◆ **What to work on**: Copy out the full Rogers column on procrastination below, word for word, from the masthead line to the final sentence.

◆ **Selected extract**:
=-=-=

Hamilton Herald Masthead

Editorial


Front Page - Friday, December 10, 2021

Rogers column: It’s the time of the season for those who procrastinate




The season of Advent is upon us by the liturgical calendar, a time for anticipation, prayerful reflection and spiritual preparation as Christmas approaches.

Or, in my personal calendar, a time for procrastination.

Further procrastination, I should say. “Never do today what you can put off until tomorrow” has long been my motto year-round, to my wife’s frequent distress. And once December rolls around, “tomorrow” transitions into “next year.”

In especially favorable circumstances, like 2019, it can even be “next decade.” Or, wonder of rare wonders, “next century.” I think I’m still putting off some things from 1999.

This year has its own little bonus, though, in that it offers the opportunity to construct a 2022 to-do list, which has a nice little ring to it. Kind of softens the negative vibe of procrastination, which, I contend, gets a bad rap anyway.

We all want to procrastinate when it comes to dying. Why should other disagreeable tasks be any different?

=-=-=

◆ **Entries supplied**:
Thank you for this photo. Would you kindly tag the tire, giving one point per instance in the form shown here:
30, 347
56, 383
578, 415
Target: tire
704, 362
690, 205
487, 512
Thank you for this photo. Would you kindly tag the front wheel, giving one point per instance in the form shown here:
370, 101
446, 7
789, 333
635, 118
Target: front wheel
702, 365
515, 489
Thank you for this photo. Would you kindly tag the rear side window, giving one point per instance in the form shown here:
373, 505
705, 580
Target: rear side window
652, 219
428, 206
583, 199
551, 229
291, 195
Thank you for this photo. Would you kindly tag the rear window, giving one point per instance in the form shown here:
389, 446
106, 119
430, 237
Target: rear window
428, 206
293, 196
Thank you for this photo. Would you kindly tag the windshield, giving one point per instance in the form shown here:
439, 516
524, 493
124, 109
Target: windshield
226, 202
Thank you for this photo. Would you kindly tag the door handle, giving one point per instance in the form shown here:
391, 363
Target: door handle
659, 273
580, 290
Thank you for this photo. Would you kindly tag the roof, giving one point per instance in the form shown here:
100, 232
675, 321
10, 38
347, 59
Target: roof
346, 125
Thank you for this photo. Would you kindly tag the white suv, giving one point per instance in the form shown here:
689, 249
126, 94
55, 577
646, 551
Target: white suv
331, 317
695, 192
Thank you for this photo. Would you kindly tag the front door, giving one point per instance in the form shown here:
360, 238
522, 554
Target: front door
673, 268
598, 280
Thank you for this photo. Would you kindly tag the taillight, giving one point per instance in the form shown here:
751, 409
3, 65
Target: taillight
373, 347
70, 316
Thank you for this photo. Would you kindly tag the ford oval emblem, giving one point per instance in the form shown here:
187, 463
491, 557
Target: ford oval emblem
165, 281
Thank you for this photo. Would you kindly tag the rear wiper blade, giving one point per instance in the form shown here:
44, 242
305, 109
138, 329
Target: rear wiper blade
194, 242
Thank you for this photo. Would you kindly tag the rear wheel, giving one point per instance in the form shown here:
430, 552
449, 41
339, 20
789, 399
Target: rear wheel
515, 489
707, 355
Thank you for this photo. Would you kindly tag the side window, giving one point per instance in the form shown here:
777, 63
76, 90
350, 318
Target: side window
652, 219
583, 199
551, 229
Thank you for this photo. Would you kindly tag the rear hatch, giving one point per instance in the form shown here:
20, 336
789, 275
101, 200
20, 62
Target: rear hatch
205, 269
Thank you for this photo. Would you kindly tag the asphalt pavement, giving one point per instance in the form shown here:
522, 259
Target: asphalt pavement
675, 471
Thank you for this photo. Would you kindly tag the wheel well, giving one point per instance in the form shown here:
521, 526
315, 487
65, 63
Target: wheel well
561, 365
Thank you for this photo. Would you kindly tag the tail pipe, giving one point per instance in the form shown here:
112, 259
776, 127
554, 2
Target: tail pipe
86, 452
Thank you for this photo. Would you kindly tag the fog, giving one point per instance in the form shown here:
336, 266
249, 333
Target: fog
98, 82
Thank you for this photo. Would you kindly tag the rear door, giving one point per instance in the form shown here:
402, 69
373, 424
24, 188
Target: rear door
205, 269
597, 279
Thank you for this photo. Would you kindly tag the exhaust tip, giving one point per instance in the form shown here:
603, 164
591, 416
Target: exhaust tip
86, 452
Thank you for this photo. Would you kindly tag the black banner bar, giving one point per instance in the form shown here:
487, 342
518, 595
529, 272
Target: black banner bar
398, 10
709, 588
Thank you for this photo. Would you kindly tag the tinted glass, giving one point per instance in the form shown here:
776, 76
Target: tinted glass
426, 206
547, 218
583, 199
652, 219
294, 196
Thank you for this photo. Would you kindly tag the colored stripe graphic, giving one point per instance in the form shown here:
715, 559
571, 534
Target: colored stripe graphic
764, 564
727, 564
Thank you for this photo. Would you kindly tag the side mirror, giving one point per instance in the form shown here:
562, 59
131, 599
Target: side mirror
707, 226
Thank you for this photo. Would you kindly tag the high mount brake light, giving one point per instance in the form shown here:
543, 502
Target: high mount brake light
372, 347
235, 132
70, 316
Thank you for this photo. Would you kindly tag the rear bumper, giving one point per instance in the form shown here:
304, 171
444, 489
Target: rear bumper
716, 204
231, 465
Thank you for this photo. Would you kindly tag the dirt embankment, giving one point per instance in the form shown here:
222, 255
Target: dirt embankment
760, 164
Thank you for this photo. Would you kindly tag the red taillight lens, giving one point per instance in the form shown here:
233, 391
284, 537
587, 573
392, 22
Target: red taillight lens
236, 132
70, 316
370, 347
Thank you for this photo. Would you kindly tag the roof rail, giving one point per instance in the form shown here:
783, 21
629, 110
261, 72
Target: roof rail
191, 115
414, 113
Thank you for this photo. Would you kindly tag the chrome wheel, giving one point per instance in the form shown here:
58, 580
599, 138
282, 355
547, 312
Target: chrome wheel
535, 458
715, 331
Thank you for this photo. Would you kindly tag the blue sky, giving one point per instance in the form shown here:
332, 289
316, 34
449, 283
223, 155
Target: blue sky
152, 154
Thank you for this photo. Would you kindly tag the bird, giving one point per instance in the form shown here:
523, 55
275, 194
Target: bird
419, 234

=-=-=

◆ **Response**:
Hamilton Herald Masthead

Editorial


Front Page - Friday, December 10, 2021

Rogers column: It’s the time of the season for those who procrastinate




The season of Advent is upon us by the liturgical calendar, a time for anticipation, prayerful reflection and spiritual preparation as Christmas approaches.

Or, in my personal calendar, a time for procrastination.

Further procrastination, I should say. “Never do today what you can put off until tomorrow” has long been my motto year-round, to my wife’s frequent distress. And once December rolls around, “tomorrow” transitions into “next year.”

In especially favorable circumstances, like 2019, it can even be “next decade.” Or, wonder of rare wonders, “next century.” I think I’m still putting off some things from 1999.

This year has its own little bonus, though, in that it offers the opportunity to construct a 2022 to-do list, which has a nice little ring to it. Kind of softens the negative vibe of procrastination, which, I contend, gets a bad rap anyway.

We all want to procrastinate when it comes to dying. Why should other disagreeable tasks be any different?